**ASSIGNMENT A**
Answer these questions about the page on Data Shapley Interaction Calculation:
(i) On what date was the page updated?
(ii) Which algorithms does the method use to scale interaction computations?
(iii) In which application areas does the page say the approach is used in practice?
**ASSIGNMENT B**
Carry the page on Data Shapley Interaction Calculation forward with the next passage after its final sentence.

**SELECTED EXCERPT**
○ ○ ○ ○ ○ ○ ○
Data Shapley Interaction Calculation

Updated 12 October 2025

Data Shapley Interaction Calculation is a method that formally allocates credit to both single data elements and their interactions using Shapley-theoretic foundations.
It utilizes advanced algorithms such as Möbius inversion, sampling, and spectral methods to scale interaction computations with theoretical rigor.
The approach enhances model interpretation, feature selection, and fairness attribution in machine learning, with practical applications in areas like NLP and vision.
○ ○ ○ ○ ○ ○ ○
**DATA FOR ANALYSIS**
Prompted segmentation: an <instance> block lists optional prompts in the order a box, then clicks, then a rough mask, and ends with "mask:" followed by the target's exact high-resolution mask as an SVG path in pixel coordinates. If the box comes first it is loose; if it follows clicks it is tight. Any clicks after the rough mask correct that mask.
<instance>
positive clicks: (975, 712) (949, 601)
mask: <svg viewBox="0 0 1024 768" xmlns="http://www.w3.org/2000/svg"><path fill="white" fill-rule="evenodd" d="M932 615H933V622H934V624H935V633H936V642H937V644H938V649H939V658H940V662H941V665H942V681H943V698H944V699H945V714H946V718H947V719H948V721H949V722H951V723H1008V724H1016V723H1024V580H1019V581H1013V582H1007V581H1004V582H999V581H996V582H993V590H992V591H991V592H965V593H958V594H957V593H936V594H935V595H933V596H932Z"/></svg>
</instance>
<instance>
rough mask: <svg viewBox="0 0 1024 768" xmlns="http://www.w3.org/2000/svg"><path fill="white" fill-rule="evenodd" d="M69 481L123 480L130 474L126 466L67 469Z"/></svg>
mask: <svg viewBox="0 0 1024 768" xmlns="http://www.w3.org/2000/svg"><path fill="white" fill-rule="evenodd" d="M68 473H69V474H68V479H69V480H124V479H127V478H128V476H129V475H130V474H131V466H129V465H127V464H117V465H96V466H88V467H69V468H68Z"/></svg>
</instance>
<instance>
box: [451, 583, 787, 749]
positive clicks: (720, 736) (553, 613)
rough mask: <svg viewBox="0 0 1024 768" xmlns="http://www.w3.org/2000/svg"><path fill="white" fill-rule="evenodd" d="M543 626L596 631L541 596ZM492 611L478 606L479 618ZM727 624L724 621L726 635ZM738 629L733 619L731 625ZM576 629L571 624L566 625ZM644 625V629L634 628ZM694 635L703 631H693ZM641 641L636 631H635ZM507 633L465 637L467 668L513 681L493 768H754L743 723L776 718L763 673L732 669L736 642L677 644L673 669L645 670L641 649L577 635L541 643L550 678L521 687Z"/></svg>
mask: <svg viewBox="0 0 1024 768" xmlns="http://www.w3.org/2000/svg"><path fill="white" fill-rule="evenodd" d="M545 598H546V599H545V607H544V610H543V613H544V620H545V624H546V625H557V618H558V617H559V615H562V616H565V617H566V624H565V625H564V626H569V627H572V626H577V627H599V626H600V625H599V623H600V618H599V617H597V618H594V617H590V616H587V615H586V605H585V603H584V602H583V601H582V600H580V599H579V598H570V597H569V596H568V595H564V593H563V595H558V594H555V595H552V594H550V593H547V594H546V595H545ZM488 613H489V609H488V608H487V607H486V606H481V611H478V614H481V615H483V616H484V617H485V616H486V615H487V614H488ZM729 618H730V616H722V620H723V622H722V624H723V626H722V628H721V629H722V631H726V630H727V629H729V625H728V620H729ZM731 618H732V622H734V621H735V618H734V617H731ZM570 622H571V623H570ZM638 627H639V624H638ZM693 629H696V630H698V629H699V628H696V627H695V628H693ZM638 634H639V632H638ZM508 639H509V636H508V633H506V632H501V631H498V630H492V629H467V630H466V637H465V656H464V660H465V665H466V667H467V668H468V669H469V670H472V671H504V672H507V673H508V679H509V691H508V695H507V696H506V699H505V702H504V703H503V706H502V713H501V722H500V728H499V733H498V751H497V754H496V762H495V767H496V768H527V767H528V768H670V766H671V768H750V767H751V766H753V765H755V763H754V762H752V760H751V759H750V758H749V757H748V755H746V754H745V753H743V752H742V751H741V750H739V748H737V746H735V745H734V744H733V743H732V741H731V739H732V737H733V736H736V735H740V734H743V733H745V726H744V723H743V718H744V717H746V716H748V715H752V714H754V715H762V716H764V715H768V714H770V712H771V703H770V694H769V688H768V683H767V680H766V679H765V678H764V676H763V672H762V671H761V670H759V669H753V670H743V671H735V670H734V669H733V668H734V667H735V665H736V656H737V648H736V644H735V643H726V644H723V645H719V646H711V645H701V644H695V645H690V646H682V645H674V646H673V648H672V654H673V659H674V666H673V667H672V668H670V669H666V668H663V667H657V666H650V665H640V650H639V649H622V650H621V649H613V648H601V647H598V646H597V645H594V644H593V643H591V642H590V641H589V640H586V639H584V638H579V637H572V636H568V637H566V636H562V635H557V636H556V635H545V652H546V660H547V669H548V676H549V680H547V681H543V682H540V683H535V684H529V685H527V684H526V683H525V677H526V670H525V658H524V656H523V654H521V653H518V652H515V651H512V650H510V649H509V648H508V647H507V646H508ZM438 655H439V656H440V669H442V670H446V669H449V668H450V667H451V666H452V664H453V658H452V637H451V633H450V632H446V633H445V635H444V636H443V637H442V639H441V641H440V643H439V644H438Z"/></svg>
○ ○ ○ ○ ○ ○ ○
**WRITTEN RESPONSE A**
(i) 12 October 2025
(ii) Möbius inversion, sampling, and spectral methods
(iii) NLP and vision

**WRITTEN RESPONSE B**
Data Shapley Interaction Calculation refers to the formal allocation of credit not just to single data elements (such as features or instances), but to their interactions, when explaining the output or performance of predictive models using Shapley-theoretic methods. Extending the classical Shapley value—rooted in cooperative game theory—to the field of interactions addresses not only the individual “main effects” but also higher-order synergies and redundancies between groups, with growing prominence in sensitivity analysis, explainable machine learning, and fairness attribution. The exponential complexity of evaluating all possible coalitions traditionally hindered practical interaction calculations. Recent methods, however, present both theoretical and algorithmic advances for scaling, axiomatic rigor, and interpretability.

1. Formalism and Theoretical Foundations

The classical Shapley value attributes the total output or performance difference between an empty and a full coalition to each element (feature, data point, or DB tuple), averaging over all possible insertion orders. The Shapley Interaction Index (Dhamdhere et al., 2019) and its refinements generalize this attribution to feature groups of fixed order (e.g., pairs, triplets), quantifying their non-additive “joint effect.”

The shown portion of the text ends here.